◆ **Problem**:
Pick out and copy each line of the material below that contains the word "muddy". Matching is case-sensitive.

Source records
◆ ◆ ◆ ◆ ◆

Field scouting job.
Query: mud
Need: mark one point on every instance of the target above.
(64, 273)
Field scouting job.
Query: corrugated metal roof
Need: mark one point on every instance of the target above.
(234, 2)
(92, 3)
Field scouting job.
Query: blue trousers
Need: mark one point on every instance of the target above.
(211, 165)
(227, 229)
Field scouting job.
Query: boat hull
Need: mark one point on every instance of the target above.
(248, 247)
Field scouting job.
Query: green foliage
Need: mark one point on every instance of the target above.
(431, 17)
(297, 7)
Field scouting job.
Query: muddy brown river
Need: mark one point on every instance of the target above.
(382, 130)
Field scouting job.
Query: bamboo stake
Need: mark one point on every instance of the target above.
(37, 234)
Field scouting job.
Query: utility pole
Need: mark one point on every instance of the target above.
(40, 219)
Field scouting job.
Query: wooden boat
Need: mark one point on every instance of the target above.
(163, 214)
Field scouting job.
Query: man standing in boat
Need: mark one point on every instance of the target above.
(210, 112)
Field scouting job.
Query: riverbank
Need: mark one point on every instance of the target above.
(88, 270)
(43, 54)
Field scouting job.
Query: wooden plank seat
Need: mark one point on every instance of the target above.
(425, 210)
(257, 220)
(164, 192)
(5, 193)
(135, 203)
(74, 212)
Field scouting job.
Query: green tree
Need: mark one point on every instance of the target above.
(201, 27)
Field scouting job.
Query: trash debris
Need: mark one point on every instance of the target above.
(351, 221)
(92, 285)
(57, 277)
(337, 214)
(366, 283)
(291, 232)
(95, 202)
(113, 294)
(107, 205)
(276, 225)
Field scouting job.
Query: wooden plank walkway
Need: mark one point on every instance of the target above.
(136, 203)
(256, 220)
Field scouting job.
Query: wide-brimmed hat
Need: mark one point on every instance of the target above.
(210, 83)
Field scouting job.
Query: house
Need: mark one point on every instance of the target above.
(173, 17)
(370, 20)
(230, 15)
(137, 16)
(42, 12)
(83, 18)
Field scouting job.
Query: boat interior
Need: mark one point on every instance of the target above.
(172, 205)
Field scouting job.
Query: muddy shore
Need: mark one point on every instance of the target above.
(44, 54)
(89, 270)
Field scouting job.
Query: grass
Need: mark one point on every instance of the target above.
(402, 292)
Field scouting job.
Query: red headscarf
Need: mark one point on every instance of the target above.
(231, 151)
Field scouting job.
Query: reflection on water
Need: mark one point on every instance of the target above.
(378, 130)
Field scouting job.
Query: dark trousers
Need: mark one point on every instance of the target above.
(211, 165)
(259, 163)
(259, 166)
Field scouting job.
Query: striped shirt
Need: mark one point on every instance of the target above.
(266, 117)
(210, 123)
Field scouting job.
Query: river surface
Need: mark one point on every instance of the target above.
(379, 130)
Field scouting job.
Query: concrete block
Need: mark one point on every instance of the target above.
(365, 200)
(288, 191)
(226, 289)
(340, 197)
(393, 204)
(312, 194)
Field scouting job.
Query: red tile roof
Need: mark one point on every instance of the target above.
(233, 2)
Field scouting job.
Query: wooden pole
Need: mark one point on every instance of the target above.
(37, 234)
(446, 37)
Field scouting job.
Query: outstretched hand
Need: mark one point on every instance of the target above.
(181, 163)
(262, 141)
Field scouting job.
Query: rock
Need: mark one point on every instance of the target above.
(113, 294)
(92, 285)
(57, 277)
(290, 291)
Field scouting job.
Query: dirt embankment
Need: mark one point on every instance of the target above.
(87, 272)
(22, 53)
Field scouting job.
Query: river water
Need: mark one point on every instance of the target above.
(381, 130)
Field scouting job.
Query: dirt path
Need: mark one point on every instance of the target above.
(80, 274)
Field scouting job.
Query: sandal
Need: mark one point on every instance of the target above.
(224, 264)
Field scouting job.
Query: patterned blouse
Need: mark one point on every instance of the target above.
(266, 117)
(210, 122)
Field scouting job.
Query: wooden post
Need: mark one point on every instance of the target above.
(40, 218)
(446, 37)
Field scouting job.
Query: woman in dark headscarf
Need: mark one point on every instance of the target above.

◆ ◆ ◆ ◆ ◆

◆ **Answer for the task**:
Query: muddy brown river
Query: muddy shore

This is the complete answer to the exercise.